Copy the material starting at its first line and ending at the line that contains "M 526 564 L", swapping "puffer" for "quilted" and leaving everything else as it is.

- DATA RECORDS:
★ ★ ★ ★
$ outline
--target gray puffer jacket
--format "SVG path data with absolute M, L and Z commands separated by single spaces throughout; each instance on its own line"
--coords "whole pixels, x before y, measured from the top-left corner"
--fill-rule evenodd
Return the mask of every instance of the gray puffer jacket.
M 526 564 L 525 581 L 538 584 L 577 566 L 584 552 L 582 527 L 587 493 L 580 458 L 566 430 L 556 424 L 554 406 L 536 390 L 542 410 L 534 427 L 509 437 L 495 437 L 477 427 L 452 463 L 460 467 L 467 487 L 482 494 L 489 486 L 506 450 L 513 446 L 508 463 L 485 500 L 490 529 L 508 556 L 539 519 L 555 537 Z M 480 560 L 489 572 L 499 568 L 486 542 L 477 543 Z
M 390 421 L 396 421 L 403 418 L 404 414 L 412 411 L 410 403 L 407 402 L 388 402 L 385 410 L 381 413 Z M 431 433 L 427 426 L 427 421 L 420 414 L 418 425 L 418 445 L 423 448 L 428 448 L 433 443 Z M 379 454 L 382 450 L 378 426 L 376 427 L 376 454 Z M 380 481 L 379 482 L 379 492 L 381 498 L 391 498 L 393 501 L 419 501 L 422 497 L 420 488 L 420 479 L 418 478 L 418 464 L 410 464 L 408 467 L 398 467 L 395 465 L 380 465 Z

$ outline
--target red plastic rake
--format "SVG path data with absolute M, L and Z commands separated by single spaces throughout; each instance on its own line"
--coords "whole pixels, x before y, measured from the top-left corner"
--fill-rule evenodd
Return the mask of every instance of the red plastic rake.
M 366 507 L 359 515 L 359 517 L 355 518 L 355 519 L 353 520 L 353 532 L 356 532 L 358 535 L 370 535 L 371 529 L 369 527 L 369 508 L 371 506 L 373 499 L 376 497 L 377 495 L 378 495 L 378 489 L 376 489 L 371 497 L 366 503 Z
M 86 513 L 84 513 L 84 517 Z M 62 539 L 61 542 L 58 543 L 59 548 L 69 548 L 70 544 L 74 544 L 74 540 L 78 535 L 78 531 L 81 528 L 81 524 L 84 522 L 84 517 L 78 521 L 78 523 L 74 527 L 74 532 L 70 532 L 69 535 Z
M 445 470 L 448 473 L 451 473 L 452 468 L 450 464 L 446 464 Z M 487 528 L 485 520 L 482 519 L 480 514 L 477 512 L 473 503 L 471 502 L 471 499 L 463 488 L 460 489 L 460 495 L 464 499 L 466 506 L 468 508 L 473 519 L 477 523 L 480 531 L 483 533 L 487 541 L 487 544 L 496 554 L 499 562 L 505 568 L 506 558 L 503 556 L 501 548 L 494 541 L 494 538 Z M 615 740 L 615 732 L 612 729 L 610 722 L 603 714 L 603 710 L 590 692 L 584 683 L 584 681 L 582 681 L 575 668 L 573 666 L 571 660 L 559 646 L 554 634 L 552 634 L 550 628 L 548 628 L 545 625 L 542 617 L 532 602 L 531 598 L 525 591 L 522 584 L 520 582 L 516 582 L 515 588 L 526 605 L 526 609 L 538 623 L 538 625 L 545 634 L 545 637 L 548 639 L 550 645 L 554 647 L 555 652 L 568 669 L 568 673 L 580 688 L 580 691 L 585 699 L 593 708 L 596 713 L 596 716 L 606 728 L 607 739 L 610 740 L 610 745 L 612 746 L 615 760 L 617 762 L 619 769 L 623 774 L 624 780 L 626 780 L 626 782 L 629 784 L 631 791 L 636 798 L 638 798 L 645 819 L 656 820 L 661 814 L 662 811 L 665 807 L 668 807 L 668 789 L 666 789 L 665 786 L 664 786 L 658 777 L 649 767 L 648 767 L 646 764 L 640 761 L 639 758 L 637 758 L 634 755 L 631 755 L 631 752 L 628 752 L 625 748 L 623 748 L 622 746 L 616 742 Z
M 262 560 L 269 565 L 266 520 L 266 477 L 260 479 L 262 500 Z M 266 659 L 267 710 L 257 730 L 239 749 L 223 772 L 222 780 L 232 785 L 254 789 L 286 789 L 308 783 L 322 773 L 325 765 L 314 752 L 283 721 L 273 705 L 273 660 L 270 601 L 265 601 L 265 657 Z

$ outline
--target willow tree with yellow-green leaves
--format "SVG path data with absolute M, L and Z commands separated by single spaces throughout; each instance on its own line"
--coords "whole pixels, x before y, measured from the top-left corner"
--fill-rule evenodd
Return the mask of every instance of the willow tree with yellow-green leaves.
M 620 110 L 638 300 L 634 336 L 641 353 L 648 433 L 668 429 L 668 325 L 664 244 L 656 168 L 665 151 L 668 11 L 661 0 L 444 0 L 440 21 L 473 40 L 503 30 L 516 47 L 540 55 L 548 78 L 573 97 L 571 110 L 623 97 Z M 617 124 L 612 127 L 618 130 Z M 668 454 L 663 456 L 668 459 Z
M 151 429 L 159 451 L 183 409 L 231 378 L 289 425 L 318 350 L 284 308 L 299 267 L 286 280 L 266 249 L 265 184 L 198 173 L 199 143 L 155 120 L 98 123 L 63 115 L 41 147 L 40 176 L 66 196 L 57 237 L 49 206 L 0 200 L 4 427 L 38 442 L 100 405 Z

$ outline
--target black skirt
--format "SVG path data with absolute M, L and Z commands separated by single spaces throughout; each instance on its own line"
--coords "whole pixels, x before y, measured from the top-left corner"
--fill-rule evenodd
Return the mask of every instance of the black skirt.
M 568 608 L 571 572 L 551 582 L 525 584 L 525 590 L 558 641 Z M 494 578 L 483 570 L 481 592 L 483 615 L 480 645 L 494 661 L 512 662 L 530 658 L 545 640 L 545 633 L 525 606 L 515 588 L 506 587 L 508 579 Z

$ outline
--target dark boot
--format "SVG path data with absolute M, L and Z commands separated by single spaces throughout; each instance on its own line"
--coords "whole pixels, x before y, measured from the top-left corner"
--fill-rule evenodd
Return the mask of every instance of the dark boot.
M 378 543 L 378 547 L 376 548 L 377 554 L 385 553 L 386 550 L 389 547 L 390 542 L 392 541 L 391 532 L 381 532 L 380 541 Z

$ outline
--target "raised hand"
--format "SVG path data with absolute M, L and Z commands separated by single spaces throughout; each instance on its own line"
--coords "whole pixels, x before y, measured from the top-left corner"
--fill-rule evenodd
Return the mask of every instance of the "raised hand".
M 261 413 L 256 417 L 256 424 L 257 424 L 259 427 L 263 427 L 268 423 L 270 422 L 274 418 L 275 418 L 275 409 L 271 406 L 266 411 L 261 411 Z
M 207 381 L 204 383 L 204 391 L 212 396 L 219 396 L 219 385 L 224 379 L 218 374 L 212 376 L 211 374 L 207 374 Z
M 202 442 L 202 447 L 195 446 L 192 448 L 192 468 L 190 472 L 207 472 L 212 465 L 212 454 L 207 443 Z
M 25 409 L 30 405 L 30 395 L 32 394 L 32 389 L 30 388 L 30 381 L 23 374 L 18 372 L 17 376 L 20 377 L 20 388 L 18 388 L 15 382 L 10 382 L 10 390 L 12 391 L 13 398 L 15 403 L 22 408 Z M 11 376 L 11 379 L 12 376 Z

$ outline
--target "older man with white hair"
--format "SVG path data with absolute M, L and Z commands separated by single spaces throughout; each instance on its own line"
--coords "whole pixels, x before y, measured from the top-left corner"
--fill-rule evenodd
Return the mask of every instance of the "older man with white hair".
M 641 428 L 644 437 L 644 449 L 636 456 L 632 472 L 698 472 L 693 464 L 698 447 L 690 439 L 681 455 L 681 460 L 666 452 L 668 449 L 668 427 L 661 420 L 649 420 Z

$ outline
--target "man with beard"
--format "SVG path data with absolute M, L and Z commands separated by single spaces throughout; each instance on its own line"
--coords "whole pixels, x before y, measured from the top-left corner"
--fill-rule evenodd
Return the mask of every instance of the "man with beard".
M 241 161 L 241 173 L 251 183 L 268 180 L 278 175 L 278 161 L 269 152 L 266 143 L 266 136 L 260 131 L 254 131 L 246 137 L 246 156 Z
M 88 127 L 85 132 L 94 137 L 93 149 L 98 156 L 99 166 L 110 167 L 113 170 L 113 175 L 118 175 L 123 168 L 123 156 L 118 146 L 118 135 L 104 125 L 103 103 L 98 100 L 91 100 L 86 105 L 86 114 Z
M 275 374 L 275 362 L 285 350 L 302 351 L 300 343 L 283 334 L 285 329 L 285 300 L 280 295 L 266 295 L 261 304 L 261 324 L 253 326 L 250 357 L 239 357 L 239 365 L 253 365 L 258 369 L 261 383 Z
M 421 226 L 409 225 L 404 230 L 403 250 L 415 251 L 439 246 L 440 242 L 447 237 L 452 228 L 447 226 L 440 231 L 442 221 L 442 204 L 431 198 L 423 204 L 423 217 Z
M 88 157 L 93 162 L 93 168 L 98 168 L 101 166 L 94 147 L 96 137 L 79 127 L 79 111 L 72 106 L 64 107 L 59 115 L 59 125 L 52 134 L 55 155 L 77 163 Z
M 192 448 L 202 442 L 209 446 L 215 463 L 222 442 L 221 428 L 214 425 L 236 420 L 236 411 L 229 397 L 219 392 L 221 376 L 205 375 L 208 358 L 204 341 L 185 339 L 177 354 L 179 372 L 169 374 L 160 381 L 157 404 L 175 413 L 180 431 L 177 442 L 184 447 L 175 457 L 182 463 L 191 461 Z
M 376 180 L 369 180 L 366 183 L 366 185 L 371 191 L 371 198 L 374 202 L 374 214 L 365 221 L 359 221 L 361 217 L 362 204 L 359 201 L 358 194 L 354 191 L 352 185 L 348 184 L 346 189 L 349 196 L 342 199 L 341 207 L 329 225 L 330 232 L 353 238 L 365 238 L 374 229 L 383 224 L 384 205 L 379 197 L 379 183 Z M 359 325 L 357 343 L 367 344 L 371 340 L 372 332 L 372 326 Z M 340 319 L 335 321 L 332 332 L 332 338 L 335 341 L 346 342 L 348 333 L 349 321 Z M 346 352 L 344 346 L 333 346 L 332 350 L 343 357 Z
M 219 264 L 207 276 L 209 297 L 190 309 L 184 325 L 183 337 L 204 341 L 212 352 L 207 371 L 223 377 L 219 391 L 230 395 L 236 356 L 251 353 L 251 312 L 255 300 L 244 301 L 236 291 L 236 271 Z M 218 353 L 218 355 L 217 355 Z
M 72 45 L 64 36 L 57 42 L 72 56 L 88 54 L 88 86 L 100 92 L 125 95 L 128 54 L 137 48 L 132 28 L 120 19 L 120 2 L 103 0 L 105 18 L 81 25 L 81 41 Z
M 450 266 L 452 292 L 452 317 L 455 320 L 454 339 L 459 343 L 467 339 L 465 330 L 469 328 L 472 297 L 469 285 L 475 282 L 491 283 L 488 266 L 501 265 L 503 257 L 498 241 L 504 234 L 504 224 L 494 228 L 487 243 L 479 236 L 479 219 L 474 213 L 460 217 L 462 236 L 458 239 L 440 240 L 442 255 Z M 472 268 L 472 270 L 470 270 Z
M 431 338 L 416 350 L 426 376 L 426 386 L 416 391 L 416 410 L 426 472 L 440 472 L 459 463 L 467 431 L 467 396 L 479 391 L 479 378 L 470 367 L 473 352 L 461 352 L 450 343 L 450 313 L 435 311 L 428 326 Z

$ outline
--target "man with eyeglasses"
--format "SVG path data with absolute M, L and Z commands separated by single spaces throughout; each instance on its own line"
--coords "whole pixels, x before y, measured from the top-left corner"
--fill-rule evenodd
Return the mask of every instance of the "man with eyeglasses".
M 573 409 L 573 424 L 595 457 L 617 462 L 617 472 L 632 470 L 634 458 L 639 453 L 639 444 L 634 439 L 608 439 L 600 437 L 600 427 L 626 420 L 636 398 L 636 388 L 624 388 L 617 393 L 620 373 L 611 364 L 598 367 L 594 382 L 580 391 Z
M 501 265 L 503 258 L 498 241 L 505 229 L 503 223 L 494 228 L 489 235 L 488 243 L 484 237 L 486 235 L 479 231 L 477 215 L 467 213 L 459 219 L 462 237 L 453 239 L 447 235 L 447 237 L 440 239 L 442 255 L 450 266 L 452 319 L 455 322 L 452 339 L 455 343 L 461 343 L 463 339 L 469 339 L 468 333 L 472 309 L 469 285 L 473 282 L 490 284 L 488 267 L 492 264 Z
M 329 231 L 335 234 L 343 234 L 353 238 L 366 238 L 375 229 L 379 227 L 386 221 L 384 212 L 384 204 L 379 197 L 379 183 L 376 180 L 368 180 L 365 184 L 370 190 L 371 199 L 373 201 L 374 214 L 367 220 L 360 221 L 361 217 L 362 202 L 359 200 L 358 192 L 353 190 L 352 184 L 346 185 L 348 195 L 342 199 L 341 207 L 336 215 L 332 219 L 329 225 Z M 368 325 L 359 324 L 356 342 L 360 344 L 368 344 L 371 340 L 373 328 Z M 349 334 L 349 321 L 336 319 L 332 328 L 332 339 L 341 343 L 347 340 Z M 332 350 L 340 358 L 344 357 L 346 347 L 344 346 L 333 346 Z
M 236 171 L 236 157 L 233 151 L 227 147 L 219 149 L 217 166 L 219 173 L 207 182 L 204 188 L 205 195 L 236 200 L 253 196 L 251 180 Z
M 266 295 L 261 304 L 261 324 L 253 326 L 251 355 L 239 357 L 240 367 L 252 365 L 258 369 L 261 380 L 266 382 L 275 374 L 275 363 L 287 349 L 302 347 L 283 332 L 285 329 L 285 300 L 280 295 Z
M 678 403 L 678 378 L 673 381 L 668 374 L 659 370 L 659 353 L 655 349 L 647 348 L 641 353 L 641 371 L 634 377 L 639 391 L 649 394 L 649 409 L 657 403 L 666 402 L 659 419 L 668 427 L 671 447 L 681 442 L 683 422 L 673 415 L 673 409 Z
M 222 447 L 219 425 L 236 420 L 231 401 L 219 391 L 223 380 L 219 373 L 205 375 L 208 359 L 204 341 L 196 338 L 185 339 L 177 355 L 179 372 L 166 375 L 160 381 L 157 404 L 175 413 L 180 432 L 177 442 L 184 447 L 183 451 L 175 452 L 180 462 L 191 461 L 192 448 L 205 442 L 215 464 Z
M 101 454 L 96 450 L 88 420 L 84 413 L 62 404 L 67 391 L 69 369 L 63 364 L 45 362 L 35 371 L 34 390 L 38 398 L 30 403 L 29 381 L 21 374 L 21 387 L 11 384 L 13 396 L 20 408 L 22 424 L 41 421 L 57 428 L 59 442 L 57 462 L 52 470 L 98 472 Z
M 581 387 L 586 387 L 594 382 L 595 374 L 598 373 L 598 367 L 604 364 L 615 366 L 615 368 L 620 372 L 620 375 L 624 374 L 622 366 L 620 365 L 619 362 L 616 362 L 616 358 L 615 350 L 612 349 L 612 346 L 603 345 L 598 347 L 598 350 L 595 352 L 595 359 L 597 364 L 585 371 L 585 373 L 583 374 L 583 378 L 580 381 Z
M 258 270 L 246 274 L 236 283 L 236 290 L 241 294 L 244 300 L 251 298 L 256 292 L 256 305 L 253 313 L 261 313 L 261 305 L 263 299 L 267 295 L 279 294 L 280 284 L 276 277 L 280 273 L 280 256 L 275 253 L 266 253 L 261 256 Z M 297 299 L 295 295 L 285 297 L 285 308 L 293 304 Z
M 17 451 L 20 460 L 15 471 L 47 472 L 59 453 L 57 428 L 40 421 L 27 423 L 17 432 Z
★ ★ ★ ★
- REPLY:
$ outline
--target gray quilted jacket
--format "SVG path data with absolute M, L and Z commands separated by single spaces throughout; each instance on its own line"
--coords "whole pixels, x before y, measured from the top-left corner"
--fill-rule evenodd
Return the mask of every instance of the gray quilted jacket.
M 526 564 L 525 581 L 538 584 L 577 566 L 584 552 L 582 527 L 587 493 L 580 458 L 566 430 L 556 424 L 554 406 L 536 390 L 542 410 L 534 427 L 509 437 L 495 437 L 477 427 L 452 463 L 460 467 L 467 487 L 482 494 L 489 486 L 506 450 L 513 446 L 508 463 L 485 500 L 490 529 L 508 556 L 539 519 L 555 537 Z M 480 560 L 489 572 L 499 568 L 486 542 L 477 543 Z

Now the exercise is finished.